● **EXERCISE**
Extract each line of the listing below that contains the string "jersey". Letter case must match.

● **RECORD EXCERPTS**
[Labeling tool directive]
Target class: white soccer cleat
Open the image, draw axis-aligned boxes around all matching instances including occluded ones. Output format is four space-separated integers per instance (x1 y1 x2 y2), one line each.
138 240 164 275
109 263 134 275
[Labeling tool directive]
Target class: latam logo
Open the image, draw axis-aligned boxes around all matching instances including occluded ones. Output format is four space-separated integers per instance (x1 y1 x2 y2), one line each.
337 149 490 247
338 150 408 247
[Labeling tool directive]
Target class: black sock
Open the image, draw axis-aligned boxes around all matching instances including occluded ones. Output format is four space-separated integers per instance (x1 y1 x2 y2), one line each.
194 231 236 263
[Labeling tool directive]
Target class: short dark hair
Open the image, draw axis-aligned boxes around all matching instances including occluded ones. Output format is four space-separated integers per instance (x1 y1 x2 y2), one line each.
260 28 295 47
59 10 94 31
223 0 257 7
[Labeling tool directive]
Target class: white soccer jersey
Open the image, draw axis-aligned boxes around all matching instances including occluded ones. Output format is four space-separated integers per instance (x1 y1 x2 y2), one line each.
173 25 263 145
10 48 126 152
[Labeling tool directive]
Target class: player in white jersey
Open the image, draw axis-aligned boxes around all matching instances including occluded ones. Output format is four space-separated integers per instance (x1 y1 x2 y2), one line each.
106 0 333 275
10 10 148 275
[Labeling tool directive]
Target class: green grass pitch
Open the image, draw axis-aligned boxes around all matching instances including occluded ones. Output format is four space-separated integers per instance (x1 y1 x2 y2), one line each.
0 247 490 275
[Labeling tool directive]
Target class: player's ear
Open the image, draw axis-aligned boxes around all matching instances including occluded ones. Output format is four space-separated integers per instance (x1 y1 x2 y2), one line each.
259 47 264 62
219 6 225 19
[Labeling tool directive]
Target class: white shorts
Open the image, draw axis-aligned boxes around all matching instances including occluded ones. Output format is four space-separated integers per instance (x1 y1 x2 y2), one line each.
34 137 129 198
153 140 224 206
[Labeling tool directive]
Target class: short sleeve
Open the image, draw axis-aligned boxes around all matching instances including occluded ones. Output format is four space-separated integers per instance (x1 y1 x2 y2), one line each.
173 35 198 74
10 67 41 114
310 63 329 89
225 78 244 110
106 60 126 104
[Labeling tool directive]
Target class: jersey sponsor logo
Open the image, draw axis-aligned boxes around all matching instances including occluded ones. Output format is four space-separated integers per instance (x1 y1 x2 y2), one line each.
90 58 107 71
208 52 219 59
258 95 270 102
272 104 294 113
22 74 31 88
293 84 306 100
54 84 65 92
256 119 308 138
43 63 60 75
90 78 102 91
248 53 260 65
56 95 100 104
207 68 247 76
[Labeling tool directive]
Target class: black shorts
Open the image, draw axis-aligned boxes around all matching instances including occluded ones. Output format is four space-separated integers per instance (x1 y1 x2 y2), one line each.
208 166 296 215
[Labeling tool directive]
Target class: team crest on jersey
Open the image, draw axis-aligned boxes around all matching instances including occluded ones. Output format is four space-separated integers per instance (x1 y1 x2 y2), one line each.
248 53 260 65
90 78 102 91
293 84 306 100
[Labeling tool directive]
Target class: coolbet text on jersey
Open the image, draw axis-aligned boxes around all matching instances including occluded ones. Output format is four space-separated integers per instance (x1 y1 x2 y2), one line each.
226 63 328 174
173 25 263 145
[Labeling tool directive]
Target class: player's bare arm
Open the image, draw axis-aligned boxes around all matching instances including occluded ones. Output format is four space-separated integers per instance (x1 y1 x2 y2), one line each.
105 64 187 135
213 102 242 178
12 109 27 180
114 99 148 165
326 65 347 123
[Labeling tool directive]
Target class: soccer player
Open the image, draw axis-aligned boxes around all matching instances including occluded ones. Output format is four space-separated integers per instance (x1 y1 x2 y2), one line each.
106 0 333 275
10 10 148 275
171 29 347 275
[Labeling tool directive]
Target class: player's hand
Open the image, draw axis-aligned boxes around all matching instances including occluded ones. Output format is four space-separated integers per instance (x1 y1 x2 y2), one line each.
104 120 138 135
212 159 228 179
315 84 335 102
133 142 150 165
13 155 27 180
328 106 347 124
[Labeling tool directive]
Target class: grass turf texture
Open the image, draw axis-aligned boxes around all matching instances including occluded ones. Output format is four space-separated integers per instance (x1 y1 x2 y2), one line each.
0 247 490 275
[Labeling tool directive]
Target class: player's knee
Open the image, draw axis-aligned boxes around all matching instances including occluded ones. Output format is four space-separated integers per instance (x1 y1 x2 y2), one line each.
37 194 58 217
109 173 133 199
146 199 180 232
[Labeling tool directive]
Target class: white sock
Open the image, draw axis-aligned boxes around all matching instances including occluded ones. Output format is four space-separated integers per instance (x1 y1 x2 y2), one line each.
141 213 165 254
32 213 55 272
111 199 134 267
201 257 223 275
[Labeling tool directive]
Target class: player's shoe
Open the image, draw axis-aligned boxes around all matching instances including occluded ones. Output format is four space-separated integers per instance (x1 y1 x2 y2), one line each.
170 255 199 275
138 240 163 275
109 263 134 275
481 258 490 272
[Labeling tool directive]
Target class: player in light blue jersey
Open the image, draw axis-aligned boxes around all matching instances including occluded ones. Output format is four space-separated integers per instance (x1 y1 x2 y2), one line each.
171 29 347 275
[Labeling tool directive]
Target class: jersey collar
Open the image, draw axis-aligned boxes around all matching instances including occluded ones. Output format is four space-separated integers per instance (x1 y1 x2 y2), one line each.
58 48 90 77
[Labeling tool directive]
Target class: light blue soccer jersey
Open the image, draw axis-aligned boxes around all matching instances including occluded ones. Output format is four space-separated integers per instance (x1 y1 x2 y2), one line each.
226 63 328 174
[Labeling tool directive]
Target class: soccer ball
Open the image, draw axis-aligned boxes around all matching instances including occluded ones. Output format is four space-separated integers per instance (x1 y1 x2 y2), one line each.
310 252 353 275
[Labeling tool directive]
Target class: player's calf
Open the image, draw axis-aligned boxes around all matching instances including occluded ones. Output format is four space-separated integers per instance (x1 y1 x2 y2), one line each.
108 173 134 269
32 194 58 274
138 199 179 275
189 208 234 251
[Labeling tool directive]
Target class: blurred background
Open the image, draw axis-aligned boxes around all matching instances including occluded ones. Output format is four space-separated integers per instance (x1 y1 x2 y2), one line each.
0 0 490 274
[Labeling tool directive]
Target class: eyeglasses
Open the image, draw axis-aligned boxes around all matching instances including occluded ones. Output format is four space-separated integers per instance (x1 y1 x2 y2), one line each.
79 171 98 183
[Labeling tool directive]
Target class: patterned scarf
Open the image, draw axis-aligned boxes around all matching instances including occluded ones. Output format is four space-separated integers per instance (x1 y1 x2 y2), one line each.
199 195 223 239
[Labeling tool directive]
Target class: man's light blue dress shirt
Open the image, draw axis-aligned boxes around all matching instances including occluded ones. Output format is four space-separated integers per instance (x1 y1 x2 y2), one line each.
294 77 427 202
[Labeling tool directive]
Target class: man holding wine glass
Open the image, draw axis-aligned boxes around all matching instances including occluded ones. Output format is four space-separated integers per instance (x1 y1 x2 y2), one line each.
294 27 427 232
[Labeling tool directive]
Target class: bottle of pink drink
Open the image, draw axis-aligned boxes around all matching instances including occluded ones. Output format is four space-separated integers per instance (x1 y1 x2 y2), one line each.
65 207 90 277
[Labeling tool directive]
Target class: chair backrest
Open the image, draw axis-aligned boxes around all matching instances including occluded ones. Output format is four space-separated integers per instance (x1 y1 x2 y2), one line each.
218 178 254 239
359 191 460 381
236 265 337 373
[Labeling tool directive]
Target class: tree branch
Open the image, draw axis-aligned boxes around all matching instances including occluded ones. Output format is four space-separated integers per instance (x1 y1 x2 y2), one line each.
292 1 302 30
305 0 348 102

● **WRITTEN SOLUTION**
Target class: white soccer jersey
Target class: player in white jersey
Target class: jersey sponsor logo
Target class: team crest on jersey
Target class: coolbet text on jersey
Target class: player in light blue jersey
Target class: jersey collar
Target class: light blue soccer jersey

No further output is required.